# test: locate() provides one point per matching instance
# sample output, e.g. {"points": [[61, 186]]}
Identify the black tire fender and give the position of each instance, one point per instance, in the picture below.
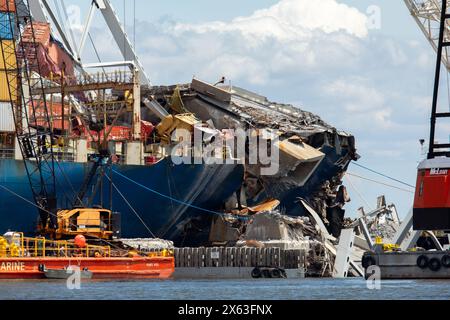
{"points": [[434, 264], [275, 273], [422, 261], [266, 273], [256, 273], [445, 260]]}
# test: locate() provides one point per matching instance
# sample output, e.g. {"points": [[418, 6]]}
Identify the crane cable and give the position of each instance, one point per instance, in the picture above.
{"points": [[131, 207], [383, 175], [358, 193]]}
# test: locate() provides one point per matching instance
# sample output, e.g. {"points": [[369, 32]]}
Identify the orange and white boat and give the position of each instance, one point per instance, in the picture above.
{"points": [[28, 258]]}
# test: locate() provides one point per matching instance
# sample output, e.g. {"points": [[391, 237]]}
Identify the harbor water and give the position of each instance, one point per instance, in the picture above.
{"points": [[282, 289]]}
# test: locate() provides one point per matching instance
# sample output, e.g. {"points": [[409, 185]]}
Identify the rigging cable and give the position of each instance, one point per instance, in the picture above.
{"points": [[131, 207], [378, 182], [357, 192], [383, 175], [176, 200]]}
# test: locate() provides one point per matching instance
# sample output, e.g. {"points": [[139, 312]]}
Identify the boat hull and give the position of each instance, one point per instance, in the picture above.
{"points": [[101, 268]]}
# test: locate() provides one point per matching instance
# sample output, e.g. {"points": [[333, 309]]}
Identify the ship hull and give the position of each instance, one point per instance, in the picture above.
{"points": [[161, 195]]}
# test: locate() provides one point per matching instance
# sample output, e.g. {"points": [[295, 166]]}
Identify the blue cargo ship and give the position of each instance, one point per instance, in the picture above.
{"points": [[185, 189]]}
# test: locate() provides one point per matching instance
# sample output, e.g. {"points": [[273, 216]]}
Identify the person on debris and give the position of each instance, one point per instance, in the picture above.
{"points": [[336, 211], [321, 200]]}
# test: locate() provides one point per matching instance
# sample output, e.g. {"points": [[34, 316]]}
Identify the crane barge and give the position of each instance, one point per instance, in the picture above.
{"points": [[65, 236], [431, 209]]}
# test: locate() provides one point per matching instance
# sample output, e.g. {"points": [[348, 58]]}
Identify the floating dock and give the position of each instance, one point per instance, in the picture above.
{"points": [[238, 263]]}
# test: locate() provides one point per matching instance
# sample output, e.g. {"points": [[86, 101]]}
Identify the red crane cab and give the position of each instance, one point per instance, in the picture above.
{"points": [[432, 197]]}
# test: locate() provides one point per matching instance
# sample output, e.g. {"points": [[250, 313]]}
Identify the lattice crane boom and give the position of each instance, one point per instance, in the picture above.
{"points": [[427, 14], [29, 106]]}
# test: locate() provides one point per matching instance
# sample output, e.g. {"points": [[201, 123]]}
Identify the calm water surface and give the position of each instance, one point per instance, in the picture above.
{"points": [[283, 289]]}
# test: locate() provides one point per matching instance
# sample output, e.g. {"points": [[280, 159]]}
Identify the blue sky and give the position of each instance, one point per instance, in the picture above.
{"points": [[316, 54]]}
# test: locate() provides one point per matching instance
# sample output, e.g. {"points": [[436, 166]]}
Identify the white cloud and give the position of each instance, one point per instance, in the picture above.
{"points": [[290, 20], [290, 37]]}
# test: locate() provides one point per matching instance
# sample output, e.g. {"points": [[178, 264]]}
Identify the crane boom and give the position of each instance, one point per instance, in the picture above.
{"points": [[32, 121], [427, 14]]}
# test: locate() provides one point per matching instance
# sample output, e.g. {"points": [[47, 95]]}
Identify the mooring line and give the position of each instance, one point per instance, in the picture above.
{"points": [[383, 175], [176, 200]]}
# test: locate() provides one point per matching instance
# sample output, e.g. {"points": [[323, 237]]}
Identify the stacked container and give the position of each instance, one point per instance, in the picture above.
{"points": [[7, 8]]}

***

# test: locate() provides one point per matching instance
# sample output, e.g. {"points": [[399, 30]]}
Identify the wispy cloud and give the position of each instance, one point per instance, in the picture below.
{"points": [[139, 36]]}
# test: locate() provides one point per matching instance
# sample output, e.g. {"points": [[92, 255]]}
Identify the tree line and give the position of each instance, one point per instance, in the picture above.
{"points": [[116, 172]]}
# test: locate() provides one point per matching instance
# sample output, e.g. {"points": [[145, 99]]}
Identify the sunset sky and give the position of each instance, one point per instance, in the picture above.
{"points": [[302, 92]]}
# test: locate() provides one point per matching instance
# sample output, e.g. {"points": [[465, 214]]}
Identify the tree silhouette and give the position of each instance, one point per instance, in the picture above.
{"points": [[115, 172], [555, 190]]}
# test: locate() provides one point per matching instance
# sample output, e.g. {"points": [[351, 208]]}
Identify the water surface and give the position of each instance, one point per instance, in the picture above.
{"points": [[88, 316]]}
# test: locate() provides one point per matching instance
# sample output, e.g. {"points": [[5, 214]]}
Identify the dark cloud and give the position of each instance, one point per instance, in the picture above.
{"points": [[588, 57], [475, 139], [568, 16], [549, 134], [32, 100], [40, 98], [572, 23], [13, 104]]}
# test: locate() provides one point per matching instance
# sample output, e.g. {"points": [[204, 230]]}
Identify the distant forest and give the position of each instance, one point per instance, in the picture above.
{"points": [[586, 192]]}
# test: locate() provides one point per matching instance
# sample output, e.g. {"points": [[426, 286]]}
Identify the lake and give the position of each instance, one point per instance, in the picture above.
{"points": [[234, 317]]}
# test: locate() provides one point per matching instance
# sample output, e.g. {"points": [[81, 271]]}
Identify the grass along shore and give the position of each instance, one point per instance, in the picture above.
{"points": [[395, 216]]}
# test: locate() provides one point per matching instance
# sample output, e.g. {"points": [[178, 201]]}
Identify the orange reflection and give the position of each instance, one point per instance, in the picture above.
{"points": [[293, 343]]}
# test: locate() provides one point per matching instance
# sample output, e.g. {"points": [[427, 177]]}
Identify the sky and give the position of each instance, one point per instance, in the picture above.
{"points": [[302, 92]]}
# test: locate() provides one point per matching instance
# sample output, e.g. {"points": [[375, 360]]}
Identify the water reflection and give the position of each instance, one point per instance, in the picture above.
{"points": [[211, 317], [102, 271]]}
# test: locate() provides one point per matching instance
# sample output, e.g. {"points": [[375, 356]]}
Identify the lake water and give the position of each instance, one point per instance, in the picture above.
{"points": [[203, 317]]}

***

Exercise requirements >>
Return each line of the items above that contains the string "cable". The match is case-sensitive.

Result of the task >>
Identify the crane cable and give the position of each instance, one point per instance, in the picture above.
Identify the rigging cable and give the position of each instance, one point per instance, in the picture above.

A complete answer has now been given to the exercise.